◆ **TEXT UNDER STUDY**:
══════════

2. Scan from the left side towards the global maximum peak. Keep track of the left maximum. Every cell that is a) below or at the same level as the left maximum, b) to the right of the left maximum, and c) to the left of the global maximum will hold water. When the left maximum increases, it has no effect on the earlier columns, but the later columns now hold water at this new maximum level.
3. Do the same from the right, in reverse.

This is similar to what Rémi suggested, but uses the global maximum to provide an anchor, which simplifies things.

The one-pass solution is partially based on ideas from Mark Tolonen. It improves on the above by observing that we can do both the left and right pass simultaneously, without knowing the global maximum. That's because the current maximum on either side is either greater than, lower than, or equal to the maximum on the other side. The lower maximum will always be lower than the global maximum, even if we don't yet know what the global maximum is, so we can proceed from there to the next local maximum on that side. The algorithm in full detail:

1. Start with pointers at the start and the end of the list, and initialize left_max, right_max, and count to 0.
2. Scan right, incrementing start until you reach a left maximum. Then scan left, decrementing end until you reach a right maximum.
3. From the lower maximum, continue scanning until you reach a column greater than the local maximum, counting fillable cells along the way and adding them to count.
4. Repeat steps 2 and 3, ending when start and end coincide.

Note that for our purposes, a local maximum is simply any point that is preceded by an ascent (and possibly a plateau), and followed by a descent. Local maxima below the highest local maximum encountered so far are only encountered in step 3, where they have no effect.

This last solution can process ten million datapoints in 3 seconds:

>>> rands = [random.randrange(0, 1000000) for i in xrange(10000000)]
>>> %timeit fillcount(rands)
1 loops, best of 3: 3.3 s per loop

Answer 3

class Solution:


    # @param A, a list of integers
    # @return an integer
    def trap(self, A):
        uTrapper = []

        i = 0
        leftIndex = 0
        rightIndex = 0
        # only 2 left could not trap water
        while (i < (len(A) - 2)):
            leftIndex = self.findLeftBank((A[i:])) + i

            rightIndex = self.findRightBank((A[leftIndex+1:]), A[leftIndex]) + leftIndex + 1

            uTrapper.append((A[leftIndex : rightIndex+1]))
            i = rightIndex

        return self.getRainWater(uTrapper)

    def findLeftBank(self, list):
        for i in range(len(list)):
            curr = list[i]
            currNext = list[i+1] if i+1 < len(list) else 0

            if(curr > currNext):
                return i
        return len(list) - 1

    def findRightBank(self, list, leftHight):
        biggestLoc = len(list)
        biggest = 0
        for i in range(len(list)):
            if(list[i] >= leftHight):
                return i
            if(list[i] > biggest):
                biggestLoc = i
                biggest = list[i]

        return biggestLoc

    def getRainWater(self, lists):

        all = 0
        for i in range(len(lists)):
            list = lists[i]

            height = min(list[0], list[len(list)-1])
            for i in range(1, len(list)-1):
                if(list[i] > height):
                    continue
                all = all + (height - list[i])
        return all

s = Solution()
print s.trap([9,6,8,8,5,6,3])

Is above ok ?

══════════

◆ **RECORDED INFORMATION**:
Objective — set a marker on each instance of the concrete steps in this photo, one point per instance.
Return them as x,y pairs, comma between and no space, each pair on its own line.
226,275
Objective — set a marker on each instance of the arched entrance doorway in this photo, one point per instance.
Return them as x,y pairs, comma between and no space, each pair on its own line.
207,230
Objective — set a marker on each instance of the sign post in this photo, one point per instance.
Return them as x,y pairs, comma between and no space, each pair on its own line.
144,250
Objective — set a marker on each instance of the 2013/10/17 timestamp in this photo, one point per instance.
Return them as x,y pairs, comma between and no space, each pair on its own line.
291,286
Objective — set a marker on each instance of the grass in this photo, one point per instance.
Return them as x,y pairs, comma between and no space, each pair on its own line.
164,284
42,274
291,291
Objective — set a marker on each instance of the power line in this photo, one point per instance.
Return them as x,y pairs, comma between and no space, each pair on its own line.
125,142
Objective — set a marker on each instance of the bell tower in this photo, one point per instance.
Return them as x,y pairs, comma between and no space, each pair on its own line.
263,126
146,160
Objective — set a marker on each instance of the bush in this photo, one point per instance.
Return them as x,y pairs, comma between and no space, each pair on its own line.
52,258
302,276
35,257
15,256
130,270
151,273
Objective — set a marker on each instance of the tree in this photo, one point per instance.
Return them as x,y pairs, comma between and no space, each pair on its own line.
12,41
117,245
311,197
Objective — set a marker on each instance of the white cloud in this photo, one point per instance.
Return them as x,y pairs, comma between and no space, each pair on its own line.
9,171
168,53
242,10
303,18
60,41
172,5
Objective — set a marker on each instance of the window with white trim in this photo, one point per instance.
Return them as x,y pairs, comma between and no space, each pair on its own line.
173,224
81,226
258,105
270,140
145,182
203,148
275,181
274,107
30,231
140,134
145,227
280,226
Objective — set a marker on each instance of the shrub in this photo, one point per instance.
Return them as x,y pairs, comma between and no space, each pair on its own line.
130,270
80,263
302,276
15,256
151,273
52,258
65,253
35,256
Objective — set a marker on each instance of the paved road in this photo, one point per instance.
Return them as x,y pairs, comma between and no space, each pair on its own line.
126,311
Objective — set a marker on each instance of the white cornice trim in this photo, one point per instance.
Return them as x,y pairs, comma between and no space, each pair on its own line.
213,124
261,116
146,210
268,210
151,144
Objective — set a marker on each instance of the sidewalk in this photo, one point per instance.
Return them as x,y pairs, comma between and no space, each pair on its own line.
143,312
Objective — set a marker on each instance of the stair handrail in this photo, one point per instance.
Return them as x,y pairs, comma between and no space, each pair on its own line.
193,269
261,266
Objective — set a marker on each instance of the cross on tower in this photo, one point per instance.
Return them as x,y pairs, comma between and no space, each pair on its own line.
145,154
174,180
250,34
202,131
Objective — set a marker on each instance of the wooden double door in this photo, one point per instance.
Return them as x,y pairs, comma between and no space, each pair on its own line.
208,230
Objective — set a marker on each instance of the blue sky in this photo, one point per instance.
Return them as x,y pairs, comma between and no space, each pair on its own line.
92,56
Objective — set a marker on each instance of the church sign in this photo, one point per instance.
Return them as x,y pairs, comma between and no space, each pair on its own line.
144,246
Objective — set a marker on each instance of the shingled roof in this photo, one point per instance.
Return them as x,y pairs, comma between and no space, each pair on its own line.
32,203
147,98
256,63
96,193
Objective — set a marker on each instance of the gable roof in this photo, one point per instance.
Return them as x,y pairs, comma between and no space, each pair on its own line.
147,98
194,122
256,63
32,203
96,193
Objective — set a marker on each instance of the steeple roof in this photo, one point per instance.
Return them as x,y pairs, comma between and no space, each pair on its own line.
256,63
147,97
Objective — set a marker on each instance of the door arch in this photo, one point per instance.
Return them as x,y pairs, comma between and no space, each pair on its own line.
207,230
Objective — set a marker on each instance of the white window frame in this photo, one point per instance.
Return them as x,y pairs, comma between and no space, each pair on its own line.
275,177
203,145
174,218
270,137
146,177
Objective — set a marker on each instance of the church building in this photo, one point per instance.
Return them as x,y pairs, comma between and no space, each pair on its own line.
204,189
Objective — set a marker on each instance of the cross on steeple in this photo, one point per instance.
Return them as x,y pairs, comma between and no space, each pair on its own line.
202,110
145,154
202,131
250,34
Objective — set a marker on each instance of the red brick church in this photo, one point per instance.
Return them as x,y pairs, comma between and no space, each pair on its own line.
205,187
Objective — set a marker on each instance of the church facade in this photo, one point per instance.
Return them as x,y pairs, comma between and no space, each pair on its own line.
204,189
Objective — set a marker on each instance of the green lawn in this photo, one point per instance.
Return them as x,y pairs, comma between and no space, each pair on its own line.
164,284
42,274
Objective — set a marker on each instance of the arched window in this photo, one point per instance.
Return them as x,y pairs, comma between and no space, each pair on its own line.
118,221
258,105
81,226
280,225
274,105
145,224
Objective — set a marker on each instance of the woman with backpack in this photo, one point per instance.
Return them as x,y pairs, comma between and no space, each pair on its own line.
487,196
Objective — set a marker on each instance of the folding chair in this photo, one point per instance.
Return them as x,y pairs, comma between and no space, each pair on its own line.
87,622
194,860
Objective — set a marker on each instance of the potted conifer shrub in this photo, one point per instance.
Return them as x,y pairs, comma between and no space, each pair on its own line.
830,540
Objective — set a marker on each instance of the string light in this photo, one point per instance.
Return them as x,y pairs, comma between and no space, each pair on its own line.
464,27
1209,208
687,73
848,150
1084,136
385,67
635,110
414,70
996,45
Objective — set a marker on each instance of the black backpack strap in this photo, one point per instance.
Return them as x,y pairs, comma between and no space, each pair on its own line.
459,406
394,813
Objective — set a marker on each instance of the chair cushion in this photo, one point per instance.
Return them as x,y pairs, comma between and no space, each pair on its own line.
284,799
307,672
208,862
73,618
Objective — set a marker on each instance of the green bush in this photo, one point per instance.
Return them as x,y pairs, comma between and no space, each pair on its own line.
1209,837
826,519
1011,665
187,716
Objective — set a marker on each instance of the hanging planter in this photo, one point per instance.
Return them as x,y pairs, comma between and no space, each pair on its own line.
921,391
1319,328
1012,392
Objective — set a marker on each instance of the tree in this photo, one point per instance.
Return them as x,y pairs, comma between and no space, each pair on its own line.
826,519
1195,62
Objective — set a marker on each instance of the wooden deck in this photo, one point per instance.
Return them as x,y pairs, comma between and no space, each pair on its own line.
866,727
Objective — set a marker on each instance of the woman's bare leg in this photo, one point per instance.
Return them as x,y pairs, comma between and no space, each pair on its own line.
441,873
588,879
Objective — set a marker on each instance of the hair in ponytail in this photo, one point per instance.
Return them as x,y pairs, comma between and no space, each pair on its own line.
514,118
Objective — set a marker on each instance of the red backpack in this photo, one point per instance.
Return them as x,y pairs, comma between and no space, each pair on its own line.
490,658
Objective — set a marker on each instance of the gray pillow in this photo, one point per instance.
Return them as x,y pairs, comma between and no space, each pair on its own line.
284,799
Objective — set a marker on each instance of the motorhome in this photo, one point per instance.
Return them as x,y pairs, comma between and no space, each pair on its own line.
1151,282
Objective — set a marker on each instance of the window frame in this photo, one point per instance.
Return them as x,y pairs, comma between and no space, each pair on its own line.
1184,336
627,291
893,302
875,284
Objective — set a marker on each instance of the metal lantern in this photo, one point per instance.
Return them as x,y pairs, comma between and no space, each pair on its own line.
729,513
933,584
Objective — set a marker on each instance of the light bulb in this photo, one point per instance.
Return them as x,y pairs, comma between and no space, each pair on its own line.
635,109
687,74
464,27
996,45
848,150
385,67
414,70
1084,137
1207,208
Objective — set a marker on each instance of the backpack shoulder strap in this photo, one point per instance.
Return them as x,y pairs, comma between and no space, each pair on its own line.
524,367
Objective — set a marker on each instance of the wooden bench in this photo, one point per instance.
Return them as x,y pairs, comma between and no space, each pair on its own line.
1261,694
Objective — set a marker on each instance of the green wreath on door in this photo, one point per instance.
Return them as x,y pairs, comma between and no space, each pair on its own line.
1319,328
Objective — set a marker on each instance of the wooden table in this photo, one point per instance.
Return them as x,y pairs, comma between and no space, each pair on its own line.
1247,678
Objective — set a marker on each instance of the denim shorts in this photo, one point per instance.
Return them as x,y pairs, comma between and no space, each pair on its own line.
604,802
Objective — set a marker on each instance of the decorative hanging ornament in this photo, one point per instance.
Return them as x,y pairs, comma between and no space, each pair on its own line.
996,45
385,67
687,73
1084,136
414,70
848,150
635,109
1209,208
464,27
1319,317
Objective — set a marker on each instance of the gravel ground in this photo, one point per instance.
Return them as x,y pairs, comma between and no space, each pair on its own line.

══════════

◆ **PROBLEM DESCRIPTION**:
Rewrite the part of the water-trapping text that opens with "3. From the" and closes with "them to count.", replacing "fillable cells" with "water-holding cells".

◆ **REPLY TO THE TASK**:
3. From the lower maximum, continue scanning until you reach a column greater than the local maximum, counting water-holding cells along the way and adding them to count.